▸ Passage du texte
****

À mi-parcours du cadre financier pluriannuel, la Commission propose de le rallonger de 66 milliards d'euros. Elle met sur la table de nouvelles ressources propres, mais le compte n'y est pas. Le train de mesures ne compte qu'un seul wagon : une ressource fondée sur l'excédent brut d'exploitation des entreprises, qui est, en réalité, une nouvelle contribution des États membres.

Selon la Cour des comptes, en l'absence de nouvelles ressources propres, la contribution de la France augmenterait de 2,5 milliards pendant trente ans à partir de 2028, et cela, sans compter un élargissement qui augmenterait le budget de l'Union de 20 %. Quel en serait l'impact sur la contribution française ? Comment la France envisage-t-elle le financement européen à long terme ?

****

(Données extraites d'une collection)
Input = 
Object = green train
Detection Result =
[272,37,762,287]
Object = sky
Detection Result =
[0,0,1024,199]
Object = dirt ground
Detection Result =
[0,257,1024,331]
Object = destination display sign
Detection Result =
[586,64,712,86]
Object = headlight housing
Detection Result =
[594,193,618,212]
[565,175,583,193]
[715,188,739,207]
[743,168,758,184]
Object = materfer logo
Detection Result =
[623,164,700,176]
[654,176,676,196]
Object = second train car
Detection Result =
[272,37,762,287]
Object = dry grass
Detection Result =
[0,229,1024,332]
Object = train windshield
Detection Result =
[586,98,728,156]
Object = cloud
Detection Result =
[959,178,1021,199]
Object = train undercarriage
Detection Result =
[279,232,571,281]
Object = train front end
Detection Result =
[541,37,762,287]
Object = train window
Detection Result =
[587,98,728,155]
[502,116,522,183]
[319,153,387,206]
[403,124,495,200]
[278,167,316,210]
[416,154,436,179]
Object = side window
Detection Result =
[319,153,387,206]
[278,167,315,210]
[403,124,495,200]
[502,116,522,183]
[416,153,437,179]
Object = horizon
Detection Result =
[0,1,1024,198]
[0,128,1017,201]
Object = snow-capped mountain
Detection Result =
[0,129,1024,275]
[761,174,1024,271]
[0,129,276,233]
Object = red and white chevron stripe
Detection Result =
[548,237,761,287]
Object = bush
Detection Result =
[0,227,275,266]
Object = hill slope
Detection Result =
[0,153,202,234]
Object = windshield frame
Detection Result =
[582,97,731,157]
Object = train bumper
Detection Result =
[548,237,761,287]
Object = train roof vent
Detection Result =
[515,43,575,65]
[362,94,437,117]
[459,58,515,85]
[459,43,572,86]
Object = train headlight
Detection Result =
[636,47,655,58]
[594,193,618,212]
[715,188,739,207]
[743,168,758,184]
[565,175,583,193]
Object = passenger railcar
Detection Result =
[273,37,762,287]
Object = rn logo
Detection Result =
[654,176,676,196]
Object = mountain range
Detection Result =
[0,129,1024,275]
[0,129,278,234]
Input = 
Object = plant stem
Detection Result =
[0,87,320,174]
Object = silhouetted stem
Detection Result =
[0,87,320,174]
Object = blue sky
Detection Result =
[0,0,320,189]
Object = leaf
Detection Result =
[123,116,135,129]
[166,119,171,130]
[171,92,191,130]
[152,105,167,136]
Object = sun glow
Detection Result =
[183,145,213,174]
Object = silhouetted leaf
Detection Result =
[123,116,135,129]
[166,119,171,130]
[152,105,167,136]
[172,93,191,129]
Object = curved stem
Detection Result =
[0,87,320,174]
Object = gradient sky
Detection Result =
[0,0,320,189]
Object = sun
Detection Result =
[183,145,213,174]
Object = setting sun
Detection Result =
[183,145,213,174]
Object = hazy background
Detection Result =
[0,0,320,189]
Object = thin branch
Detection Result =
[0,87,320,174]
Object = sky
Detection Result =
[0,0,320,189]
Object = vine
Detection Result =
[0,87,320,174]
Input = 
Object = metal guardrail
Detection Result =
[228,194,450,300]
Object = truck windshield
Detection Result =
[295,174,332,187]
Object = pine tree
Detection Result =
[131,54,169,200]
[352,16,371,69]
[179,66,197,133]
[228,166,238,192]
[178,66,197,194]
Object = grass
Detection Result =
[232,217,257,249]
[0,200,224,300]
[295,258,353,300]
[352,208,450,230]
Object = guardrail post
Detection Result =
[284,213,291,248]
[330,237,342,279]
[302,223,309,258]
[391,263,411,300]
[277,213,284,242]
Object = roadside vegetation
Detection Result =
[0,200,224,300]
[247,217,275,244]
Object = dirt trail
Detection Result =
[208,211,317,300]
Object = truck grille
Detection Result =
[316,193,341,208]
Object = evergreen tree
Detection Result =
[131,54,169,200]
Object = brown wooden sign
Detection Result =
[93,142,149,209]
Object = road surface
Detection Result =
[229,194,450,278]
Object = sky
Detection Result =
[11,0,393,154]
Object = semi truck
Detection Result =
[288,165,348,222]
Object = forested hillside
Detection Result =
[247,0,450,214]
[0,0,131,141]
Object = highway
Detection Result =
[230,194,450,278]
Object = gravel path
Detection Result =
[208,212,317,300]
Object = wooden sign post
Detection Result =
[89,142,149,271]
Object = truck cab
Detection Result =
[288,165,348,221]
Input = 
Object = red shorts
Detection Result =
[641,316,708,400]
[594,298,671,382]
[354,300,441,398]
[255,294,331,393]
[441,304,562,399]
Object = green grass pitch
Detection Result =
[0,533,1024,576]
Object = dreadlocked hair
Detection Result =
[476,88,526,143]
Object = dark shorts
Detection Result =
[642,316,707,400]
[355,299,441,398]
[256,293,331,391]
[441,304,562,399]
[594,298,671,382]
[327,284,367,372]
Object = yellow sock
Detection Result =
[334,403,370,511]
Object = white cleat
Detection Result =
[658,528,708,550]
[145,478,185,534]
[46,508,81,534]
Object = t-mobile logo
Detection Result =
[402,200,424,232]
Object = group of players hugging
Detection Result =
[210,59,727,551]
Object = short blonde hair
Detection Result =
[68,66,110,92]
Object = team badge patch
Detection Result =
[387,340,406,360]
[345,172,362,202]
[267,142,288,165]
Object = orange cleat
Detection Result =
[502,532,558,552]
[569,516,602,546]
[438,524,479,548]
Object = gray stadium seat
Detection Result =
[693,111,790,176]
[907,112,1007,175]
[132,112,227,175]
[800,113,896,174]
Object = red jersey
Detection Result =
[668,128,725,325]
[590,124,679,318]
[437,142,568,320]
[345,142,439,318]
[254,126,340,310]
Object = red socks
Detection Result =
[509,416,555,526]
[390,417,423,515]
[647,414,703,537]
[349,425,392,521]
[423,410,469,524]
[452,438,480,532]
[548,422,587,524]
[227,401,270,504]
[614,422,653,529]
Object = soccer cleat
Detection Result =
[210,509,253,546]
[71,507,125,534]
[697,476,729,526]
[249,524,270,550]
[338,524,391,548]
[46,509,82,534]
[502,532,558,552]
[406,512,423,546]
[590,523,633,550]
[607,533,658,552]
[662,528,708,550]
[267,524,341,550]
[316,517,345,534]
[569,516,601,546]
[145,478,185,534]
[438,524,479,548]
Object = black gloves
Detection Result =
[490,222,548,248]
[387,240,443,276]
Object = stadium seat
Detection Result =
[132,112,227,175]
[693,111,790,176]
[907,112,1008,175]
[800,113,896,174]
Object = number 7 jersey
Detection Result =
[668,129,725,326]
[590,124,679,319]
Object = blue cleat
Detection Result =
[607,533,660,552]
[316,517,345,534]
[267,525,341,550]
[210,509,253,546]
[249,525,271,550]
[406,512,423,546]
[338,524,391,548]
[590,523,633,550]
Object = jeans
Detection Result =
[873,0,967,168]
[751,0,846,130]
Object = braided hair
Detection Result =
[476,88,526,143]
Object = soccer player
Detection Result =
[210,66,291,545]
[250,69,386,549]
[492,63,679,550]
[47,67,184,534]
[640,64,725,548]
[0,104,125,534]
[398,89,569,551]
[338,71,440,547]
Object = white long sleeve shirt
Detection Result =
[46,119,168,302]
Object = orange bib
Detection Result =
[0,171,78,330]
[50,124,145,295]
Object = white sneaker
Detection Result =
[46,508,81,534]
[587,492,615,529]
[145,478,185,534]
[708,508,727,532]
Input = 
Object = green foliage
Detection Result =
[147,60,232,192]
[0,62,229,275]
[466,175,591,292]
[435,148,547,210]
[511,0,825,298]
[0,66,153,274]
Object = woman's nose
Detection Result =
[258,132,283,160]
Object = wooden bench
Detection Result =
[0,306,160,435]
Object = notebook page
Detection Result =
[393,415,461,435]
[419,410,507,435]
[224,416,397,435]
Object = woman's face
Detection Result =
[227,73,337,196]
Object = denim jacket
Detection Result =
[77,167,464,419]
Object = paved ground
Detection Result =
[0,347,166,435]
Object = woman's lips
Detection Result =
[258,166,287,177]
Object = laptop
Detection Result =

****

▸ Objectifs
• a. Recopiez le passage sur le budget de l'Union européenne en commençant aux mots « À mi-parcours du » et en vous arrêtant après « à long terme ? ».
• b. Rédigez la suite du texte sur le budget de l'Union européenne, à partir de sa dernière phrase.

▸ Réponses dans l'ordre
• a.
À mi-parcours du cadre financier pluriannuel, la Commission propose de le rallonger de 66 milliards d'euros. Elle met sur la table de nouvelles ressources propres, mais le compte n'y est pas. Le train de mesures ne compte qu'un seul wagon : une ressource fondée sur l'excédent brut d'exploitation des entreprises, qui est, en réalité, une nouvelle contribution des États membres.

Selon la Cour des comptes, en l'absence de nouvelles ressources propres, la contribution de la France augmenterait de 2,5 milliards pendant trente ans à partir de 2028, et cela, sans compter un élargissement qui augmenterait le budget de l'Union de 20 %. Quel en serait l'impact sur la contribution française ? Comment la France envisage-t-elle le financement européen à long terme ?

• b.
La Cour des comptes européenne a émis une opinion défavorable pour la quatrième année consécutive sur les comptes de l'Union, estimant le taux d'erreur à 4,2 % des dépenses. Onze des treize subventions accordées au titre de la facilité pour la reprise et la résilience poseraient des problèmes d'irrégularité. Ces erreurs regrettables seraient-elles liées à la trop grande complexité des aides européennes ? Madame la ministre, que propose le Gouvernement à cet égard ? (Applaudissements sur les travées du groupe Les Républicains)

Mme Florence Blatrix Contat .  - (Applaudissements sur les travées du groupe SER) La France est le deuxième contributeur net au budget de l'Union européenne. La légère baisse de 4 milliards d'euros pour 2024 découle d'un décalage dans l'exécution des politiques de cohésion. Malgré cette baisse, la contribution française augmente constamment depuis trente ans. Il convient donc de trouver de nouvelles ressources.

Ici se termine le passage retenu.